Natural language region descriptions
☆ ☆ ☆

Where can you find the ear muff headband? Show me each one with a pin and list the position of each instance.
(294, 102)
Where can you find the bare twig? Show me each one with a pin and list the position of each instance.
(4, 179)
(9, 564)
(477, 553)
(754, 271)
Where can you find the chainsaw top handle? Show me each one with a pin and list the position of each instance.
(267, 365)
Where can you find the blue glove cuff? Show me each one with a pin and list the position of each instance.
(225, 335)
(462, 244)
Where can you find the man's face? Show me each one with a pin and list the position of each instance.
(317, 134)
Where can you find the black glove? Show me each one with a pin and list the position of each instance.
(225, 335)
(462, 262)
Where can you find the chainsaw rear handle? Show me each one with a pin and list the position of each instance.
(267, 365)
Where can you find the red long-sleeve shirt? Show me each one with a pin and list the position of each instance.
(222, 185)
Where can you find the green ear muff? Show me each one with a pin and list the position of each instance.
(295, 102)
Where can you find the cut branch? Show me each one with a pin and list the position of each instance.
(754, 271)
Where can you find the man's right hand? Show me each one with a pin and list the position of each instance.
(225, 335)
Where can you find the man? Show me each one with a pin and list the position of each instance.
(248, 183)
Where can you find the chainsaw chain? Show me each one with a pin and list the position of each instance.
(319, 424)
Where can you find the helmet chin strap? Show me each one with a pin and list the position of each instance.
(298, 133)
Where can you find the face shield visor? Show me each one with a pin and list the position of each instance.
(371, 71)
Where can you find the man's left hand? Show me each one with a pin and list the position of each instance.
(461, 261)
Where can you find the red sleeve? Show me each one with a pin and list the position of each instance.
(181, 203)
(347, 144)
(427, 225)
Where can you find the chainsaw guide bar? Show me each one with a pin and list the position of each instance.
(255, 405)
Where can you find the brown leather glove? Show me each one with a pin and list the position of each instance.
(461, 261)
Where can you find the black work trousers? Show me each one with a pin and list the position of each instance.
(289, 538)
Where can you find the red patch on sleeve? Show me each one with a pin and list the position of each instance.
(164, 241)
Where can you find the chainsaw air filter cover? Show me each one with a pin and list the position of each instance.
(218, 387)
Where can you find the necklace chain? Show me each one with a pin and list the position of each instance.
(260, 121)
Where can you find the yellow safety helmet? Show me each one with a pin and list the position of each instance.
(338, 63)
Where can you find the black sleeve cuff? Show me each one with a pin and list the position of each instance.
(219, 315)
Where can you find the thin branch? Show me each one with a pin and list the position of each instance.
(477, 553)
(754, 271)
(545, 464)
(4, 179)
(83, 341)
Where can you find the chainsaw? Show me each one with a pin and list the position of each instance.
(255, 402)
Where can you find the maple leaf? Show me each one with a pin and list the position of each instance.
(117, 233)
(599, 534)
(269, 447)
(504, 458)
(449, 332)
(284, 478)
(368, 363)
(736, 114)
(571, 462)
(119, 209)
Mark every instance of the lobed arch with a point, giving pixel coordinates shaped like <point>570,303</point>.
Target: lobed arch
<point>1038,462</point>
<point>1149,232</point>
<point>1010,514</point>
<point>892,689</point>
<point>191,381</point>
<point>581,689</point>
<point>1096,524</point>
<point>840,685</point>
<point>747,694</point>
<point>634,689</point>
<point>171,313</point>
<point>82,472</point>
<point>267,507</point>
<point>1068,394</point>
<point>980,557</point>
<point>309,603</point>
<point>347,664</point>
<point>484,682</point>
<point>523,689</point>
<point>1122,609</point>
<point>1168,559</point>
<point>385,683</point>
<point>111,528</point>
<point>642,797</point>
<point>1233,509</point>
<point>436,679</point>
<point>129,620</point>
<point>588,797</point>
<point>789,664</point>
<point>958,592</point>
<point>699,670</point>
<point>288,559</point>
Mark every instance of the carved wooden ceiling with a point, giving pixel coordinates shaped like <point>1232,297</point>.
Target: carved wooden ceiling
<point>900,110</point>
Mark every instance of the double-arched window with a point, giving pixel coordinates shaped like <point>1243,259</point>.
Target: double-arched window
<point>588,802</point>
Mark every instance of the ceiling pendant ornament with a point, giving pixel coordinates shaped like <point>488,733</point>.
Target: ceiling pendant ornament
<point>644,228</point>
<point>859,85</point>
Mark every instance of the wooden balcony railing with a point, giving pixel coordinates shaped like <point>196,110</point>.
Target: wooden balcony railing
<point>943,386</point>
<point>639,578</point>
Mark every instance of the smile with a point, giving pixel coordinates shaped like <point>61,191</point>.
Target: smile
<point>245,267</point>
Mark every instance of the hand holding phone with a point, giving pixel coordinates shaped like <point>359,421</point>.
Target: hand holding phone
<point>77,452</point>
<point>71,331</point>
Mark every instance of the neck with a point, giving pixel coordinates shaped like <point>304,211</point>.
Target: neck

☆ ☆ ☆

### [BRIEF]
Return exactly the lines from the line holding "Target: smile" to the last line of the data, with both of those lines included and nothing added.

### [ANSWER TO THIS EXERCISE]
Target: smile
<point>245,267</point>
Mark every instance of the hand holding phone with a point, giving pixel coordinates shaped like <point>359,421</point>.
Target: hand holding phone
<point>77,452</point>
<point>71,331</point>
Mark every instance of the neck with a point, giving pixel coordinates shaped like <point>304,211</point>.
Target: neck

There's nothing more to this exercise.